_Extract provided:_
- - - - -
Timeline of Evolving Gray Water Standards in California and US

Last revised 2/2/2009

 

Summary: A history of the evolution of gray water standards; pretty California-centric but includes the rest of the US.

 

On this page:

 

 

The original impetus for this page was the near-comical inability of central actors in this drama to figure out what the CURRENT greywater law was in late 2008, in Santa Barbara, California, where the greywater regulation revolution was born.

Oh, brother.

In the course of trying to unsnarl the current mess, I kept running into interesting history, which so far as I know isn't on the web anywhere. So, here it is.

Thanks to Larry Farwell, the guy who started it all; Jane Taylor of the California Building Standards Comission; and Steve Bilson, dogged legal warrior of ReWater Systems, for corrections, additions, and clarifications to this account.

Any remaining errors are my fault. If you have anything to add or correct, please E mail us.

I'd be interested to add early greywater history, like when it was made illegal in the first place.

 

—Art Ludwig, Santa Barbara, January 28th, 2009.

 

August 1989— Santa Barbara legalizes greywater. (They are the first district in the US with building codes to do so, it is said.) Santa Barbara Board of supevisors approves residential use of greywater in response to a letter from Goleta water district conservation office. This letter asks that greywater be redefined as separate from blackwater. Kitchen sink and diaper laundry water stay with toilet water under the "blackwater" heading. There is apparently no state prohibition of greywater; county is the only obstacle to overcome. Legaleese: Appendix C: change to SB County Building Code ordinance 3665.

 

Personal note/ disclosure: My Dad sent me a newspaper clipping describing this historic legalization of greywater in our home town. It reached me right after I developed the first laundry detergent that biodegrades into plant food, at UC Berkeley, and while I was wondering what, if anything, to do about it. Oasis Biocompatible Products was launched in Santa Barbara on Earth Day 1990. We attained our one year sales goal ten days later. I sold this business to a competitor in 1997 and have no financial interest in cleaners now. We've never had a financial stake in any commercial greywater system. Sales of hard-to-find parts as a service for do-it yourselfers (the margins suck) comprise a few percent of our income. Sales of accurate greywater information currently (2009) supply about 40% of our income. The first edition of the "Oasis Greywater Information" booklet was published in Spring of 1991, to save us from being stuck on the phone forever answering system design questions from our soap customers.
- - - - -
_Given entries:_
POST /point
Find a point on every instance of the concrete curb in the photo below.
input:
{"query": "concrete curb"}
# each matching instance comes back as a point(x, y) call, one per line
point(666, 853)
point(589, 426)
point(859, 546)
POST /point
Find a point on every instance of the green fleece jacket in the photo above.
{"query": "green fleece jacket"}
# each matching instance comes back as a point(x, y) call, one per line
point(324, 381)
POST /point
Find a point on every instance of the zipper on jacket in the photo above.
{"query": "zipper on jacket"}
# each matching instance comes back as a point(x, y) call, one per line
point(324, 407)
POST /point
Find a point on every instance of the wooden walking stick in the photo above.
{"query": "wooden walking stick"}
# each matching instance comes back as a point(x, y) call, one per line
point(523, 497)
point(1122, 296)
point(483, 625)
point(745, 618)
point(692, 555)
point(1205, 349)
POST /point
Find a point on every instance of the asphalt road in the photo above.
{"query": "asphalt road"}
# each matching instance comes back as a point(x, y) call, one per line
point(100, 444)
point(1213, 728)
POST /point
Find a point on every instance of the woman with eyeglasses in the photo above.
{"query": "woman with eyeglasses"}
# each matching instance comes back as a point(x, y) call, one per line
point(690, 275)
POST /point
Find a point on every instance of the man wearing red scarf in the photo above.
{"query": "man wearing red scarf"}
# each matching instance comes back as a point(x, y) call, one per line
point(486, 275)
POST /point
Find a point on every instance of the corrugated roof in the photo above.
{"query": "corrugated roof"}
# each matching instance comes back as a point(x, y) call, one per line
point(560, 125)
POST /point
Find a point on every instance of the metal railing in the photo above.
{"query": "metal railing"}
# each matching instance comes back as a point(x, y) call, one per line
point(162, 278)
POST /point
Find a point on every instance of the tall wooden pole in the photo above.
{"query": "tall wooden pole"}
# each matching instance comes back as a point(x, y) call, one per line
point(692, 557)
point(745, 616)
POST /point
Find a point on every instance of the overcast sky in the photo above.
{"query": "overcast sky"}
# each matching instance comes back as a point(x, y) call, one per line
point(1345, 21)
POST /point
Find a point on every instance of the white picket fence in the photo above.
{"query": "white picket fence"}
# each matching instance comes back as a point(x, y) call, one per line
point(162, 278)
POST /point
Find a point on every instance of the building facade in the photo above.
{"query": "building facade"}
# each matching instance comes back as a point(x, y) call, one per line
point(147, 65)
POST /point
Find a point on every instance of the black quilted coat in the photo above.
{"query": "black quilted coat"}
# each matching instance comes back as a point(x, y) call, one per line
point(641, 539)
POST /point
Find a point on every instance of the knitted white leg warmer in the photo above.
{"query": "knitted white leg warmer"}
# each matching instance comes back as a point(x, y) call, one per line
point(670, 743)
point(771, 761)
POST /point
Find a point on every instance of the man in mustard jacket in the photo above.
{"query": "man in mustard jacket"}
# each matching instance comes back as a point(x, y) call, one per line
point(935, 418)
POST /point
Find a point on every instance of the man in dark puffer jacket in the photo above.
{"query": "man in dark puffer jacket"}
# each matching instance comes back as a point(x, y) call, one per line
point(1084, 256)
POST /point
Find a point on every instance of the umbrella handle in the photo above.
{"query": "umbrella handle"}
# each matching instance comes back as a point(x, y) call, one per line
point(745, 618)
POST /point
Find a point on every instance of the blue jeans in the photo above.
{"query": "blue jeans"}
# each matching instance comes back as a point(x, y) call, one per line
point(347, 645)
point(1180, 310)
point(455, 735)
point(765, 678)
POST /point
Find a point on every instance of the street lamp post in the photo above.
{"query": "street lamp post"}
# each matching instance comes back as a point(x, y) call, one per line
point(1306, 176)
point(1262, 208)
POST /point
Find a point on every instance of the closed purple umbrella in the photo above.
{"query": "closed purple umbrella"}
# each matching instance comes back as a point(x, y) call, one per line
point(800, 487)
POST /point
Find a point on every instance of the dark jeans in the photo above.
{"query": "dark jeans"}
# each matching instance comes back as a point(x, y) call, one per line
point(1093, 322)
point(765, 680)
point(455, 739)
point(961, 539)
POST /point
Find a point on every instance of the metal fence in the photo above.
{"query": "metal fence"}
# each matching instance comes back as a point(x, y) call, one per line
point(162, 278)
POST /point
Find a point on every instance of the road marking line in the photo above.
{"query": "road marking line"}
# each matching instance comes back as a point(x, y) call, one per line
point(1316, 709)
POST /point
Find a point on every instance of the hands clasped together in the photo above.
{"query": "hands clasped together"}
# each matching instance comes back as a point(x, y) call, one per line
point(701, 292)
- - - - -
_Task objective:_ Print, word for word, the part of the greywater timeline that opens with the words containing "Thanks to Larry" and closes with "the first place.". The lines have no connection to the greywater timeline.

_Result:_
Thanks to Larry Farwell, the guy who started it all; Jane Taylor of the California Building Standards Comission; and Steve Bilson, dogged legal warrior of ReWater Systems, for corrections, additions, and clarifications to this account.

Any remaining errors are my fault. If you have anything to add or correct, please E mail us.

I'd be interested to add early greywater history, like when it was made illegal in the first place.